SET PROBLEM :: Starting at the line that contains "Tag the white" and running through the last line of the items, arrange those lines as a numbered list, leaving out any blank lines.

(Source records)
○ ○ ○ ○
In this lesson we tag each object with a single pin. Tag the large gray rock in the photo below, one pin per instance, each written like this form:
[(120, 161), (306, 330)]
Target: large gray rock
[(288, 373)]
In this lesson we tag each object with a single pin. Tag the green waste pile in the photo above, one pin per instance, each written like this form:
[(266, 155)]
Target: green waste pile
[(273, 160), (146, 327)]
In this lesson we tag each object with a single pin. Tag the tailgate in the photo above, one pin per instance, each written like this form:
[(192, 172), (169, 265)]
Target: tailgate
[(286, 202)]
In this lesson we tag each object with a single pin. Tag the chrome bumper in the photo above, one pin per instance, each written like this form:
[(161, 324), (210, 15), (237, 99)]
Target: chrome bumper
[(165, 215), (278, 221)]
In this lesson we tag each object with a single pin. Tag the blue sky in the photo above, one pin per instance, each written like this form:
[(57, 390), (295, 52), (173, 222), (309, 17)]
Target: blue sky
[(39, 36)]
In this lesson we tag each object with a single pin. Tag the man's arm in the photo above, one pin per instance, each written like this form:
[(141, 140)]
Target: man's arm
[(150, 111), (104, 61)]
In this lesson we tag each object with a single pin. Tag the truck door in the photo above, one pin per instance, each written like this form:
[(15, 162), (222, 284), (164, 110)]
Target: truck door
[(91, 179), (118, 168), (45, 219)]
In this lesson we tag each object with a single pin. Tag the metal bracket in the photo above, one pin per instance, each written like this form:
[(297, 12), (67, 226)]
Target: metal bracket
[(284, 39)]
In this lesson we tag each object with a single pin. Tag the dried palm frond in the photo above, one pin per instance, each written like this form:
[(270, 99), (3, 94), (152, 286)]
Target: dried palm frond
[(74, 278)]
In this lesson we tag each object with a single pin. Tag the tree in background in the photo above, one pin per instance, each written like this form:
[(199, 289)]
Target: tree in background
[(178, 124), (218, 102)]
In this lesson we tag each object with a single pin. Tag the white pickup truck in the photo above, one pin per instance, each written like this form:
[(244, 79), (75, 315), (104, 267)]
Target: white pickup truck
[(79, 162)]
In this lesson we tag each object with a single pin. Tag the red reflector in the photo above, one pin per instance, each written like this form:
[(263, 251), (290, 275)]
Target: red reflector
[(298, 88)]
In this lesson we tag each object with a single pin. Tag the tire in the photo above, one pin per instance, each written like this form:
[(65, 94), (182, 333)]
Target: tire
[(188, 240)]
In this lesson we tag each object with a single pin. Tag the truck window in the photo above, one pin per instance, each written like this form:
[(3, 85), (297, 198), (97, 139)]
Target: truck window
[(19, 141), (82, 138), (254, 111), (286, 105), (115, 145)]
○ ○ ○ ○
THE RESPONSE ::
1. In this lesson we tag each object with a single pin. Tag the white pickup truck in the photo above, one pin per instance, each written like this form:
2. [(244, 79), (75, 315), (104, 267)]
3. Target: white pickup truck
4. [(79, 162)]
5. In this lesson we tag each object with a single pin. Tag the red reflector in the photo above, one pin per instance, each written like this form:
6. [(263, 251), (290, 275)]
7. Target: red reflector
8. [(298, 88)]
9. In this lesson we tag each object with a single pin. Tag the tire in the photo above, one pin per instance, each written like this form:
10. [(65, 94), (182, 333)]
11. Target: tire
12. [(188, 240)]
13. In this lesson we tag each object with a single pin. Tag the truck window in the photo above, one pin per instance, each written like this form:
14. [(3, 85), (297, 198), (97, 139)]
15. Target: truck window
16. [(19, 141), (82, 138), (254, 111), (286, 105), (115, 145)]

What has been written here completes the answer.